Below are lines of data, and only some are wanted. Please repeat exactly those from the line that has "If I wanted to draw a box around the small" through the line that has "If I wanted to draw a box around the door".

*** DATA EXCERPTS Section Begins ***

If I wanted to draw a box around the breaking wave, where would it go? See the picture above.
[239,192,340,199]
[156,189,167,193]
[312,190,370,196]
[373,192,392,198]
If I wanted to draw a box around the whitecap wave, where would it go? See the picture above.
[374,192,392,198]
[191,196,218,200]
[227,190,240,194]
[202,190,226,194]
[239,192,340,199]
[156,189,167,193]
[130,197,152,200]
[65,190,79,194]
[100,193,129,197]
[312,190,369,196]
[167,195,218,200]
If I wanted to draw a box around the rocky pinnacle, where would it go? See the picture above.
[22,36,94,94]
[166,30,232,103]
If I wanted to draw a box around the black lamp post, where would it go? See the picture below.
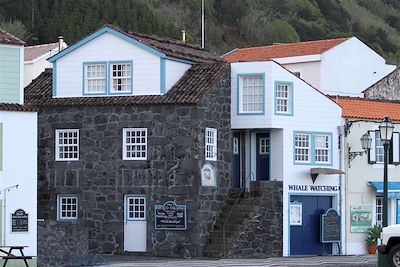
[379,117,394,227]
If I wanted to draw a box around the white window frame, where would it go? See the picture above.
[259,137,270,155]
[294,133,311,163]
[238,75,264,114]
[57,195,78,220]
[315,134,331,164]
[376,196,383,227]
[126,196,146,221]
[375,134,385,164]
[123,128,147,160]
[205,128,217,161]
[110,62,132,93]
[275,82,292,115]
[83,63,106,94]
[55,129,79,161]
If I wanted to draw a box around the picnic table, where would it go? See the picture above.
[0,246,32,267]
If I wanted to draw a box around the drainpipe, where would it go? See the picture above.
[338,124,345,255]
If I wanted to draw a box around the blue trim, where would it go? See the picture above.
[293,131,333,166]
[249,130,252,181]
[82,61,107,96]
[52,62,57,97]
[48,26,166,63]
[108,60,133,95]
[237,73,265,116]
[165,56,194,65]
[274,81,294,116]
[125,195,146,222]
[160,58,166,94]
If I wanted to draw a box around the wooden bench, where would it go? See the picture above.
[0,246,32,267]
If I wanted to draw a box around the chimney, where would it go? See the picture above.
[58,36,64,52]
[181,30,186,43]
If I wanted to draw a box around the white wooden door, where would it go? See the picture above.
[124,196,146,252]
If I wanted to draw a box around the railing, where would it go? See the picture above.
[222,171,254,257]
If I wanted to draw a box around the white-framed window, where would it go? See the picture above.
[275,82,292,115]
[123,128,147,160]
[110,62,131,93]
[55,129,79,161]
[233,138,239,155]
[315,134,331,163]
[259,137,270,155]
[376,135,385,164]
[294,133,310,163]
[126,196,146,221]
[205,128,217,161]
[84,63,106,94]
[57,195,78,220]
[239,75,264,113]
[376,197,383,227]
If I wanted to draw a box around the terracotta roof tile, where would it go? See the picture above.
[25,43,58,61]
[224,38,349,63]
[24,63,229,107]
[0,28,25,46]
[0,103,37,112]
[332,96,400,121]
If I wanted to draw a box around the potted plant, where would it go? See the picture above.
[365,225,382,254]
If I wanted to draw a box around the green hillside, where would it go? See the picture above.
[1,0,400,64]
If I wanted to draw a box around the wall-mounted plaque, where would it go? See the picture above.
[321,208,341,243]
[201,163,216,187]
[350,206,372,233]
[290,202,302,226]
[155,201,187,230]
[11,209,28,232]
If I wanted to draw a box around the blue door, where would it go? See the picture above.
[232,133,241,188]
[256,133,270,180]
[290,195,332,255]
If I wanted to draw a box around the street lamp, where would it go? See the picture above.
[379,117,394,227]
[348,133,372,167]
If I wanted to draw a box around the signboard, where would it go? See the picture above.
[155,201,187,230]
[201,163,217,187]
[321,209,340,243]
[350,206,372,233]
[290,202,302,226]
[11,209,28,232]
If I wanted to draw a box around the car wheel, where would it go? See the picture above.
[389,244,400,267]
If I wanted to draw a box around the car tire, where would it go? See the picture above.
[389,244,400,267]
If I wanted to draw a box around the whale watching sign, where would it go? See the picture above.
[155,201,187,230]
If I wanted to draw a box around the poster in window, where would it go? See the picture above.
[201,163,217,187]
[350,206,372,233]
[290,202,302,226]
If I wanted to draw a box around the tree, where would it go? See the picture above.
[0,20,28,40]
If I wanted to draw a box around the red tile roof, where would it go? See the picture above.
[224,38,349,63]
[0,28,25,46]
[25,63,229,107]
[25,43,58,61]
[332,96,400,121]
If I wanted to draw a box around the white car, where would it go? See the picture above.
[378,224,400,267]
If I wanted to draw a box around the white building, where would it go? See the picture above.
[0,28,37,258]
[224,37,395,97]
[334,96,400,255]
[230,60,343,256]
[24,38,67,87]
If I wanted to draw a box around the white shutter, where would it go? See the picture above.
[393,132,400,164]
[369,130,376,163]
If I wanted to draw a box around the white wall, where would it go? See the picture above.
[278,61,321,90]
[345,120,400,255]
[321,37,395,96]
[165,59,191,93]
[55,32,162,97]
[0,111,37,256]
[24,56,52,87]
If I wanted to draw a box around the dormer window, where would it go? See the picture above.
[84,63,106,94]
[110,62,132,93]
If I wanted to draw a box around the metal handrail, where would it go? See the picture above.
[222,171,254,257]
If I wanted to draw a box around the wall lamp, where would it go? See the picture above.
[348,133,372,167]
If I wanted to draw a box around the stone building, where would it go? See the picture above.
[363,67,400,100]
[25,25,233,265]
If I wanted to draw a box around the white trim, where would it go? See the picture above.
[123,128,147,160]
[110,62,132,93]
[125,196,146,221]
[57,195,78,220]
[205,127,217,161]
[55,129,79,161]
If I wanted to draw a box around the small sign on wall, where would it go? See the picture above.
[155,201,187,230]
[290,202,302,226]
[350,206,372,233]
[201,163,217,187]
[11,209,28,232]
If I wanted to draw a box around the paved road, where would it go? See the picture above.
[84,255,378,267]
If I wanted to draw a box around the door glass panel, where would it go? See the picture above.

*** DATA EXCERPTS Section Ends ***
*** DATA EXCERPTS Section Begins ***

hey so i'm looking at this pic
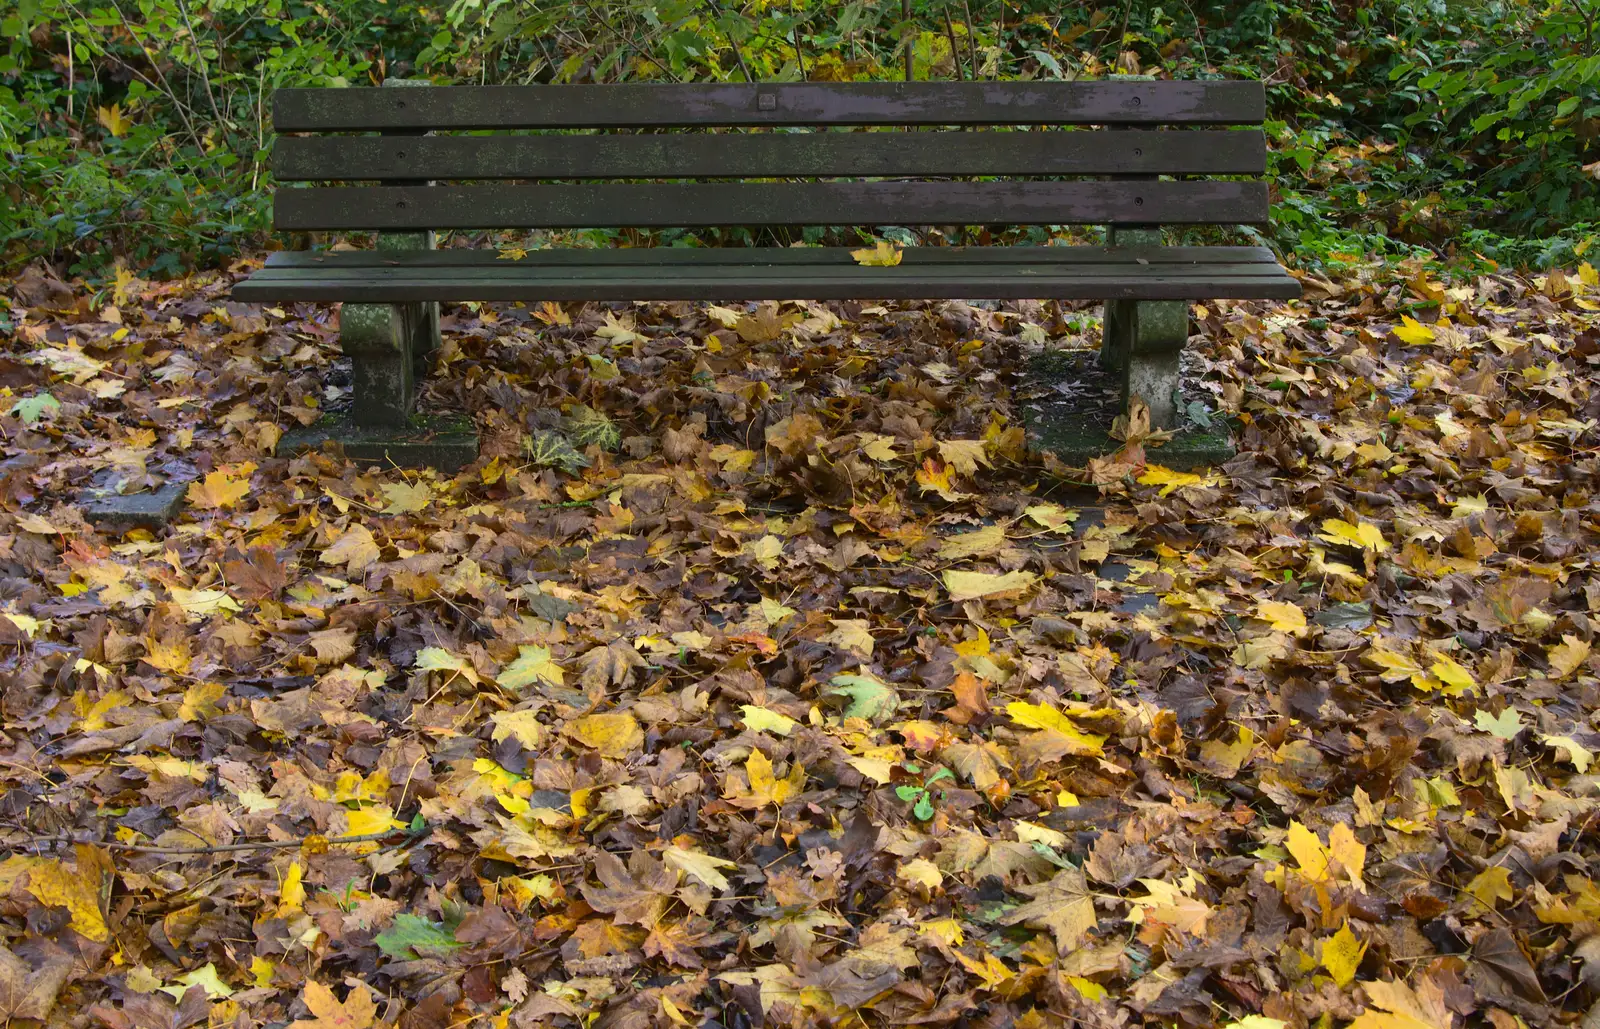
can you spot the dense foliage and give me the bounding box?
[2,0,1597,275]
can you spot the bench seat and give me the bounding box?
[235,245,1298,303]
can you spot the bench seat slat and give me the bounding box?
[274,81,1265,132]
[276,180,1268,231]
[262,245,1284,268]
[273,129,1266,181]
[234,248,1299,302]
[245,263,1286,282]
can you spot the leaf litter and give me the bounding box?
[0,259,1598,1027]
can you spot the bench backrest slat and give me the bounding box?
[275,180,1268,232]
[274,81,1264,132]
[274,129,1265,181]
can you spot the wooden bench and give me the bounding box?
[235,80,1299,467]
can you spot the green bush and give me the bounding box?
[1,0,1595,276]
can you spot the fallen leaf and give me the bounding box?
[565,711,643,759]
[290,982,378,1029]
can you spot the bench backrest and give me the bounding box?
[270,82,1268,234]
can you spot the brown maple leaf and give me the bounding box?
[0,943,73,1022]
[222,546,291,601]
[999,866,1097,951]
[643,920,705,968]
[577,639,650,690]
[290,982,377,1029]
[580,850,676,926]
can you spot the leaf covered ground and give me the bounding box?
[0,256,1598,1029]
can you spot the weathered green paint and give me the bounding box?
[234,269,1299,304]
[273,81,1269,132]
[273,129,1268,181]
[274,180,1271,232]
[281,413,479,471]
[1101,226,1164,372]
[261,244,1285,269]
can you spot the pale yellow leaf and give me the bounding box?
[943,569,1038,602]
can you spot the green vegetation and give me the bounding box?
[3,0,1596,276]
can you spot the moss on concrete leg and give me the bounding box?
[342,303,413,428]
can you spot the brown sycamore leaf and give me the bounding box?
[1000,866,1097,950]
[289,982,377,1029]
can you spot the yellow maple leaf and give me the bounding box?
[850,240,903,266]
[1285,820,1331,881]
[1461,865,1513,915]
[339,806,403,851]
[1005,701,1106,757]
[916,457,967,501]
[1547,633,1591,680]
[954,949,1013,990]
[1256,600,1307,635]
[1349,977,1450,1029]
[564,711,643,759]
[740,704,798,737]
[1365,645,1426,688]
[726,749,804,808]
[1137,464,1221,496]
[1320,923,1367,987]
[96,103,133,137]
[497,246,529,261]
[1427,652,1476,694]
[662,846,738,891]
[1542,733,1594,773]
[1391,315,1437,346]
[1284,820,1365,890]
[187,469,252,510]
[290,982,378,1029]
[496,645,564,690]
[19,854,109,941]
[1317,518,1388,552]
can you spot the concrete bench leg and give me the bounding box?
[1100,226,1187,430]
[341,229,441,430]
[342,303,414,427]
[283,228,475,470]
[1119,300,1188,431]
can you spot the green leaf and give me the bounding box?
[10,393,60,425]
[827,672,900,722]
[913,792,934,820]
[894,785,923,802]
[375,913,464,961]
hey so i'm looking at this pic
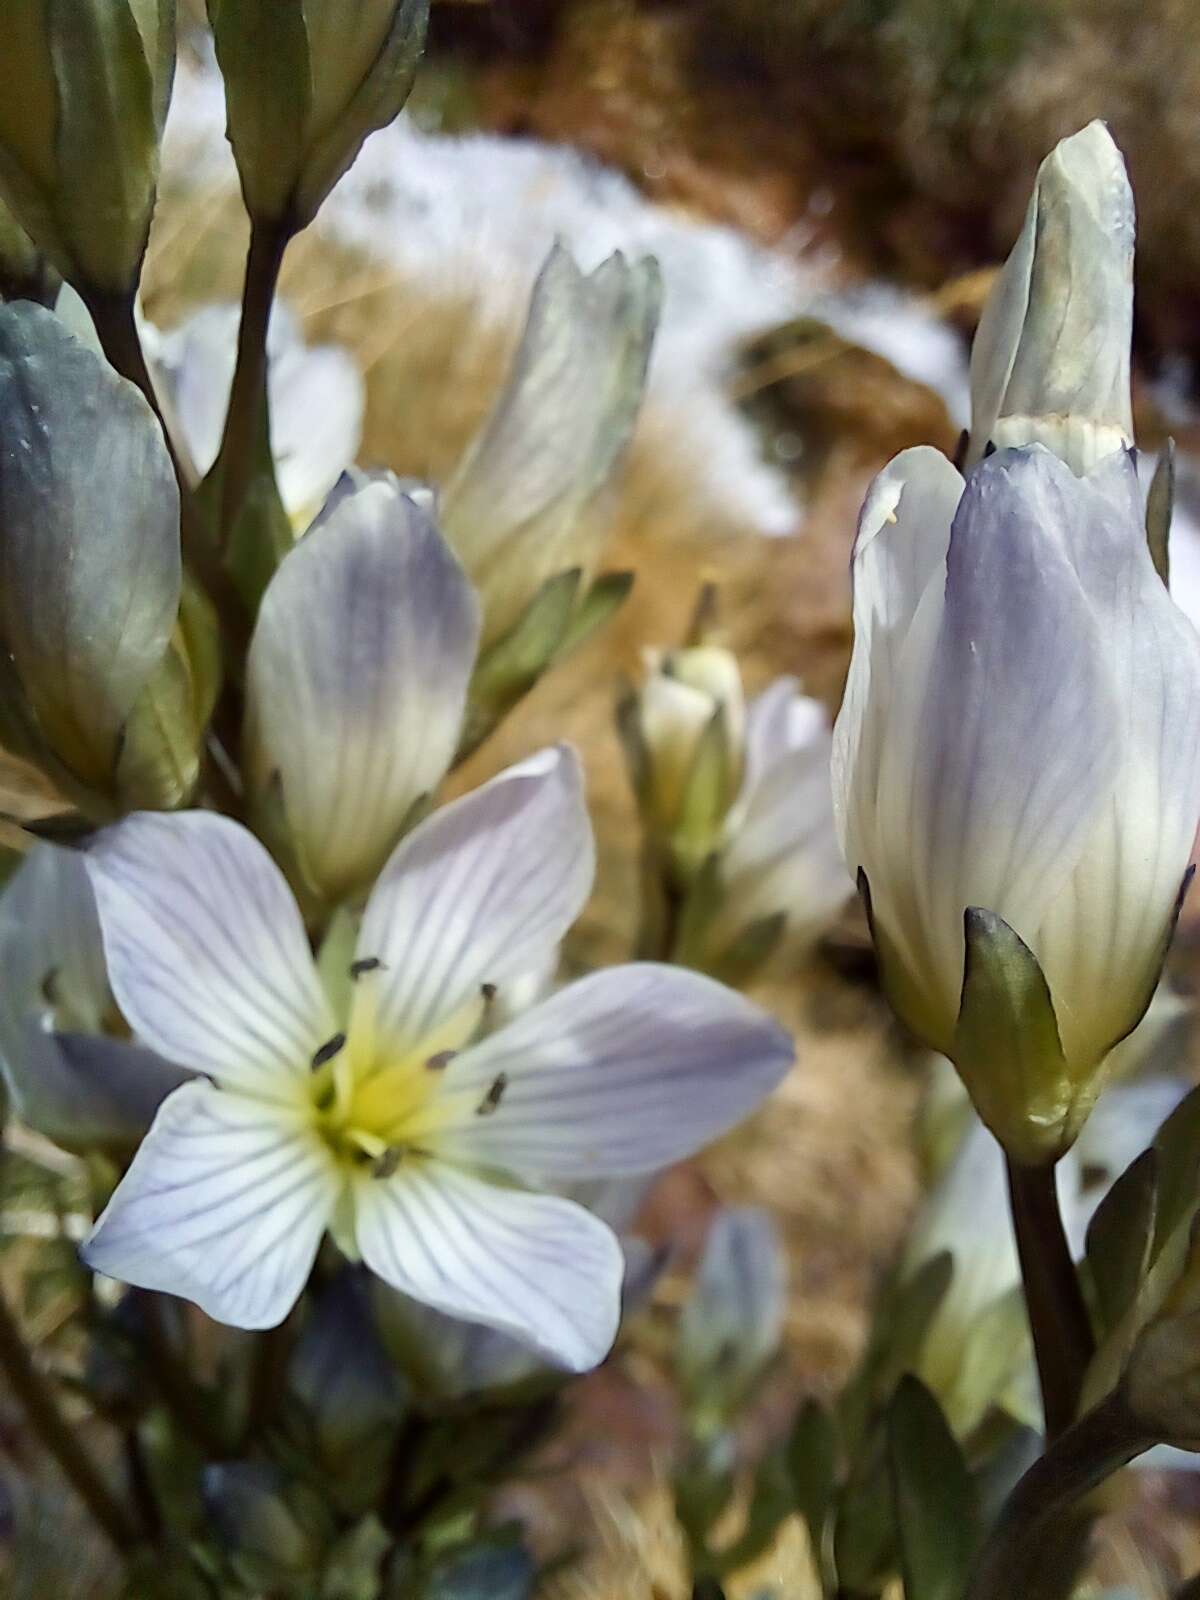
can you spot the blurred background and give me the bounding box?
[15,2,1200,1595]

*** DATA EXCERPTS Section Ends ***

• **REPLY**
If I wanted to draw a box around the small sign on wall, where would it go? See the picture above.
[155,201,187,230]
[290,202,302,226]
[350,206,372,233]
[201,163,217,187]
[11,209,28,232]
If I wanted to draw a box around the paved road, where would it go? See the picture above.
[84,255,378,267]
If I wanted to draw a box around the door glass panel, where would it go? See the picture above.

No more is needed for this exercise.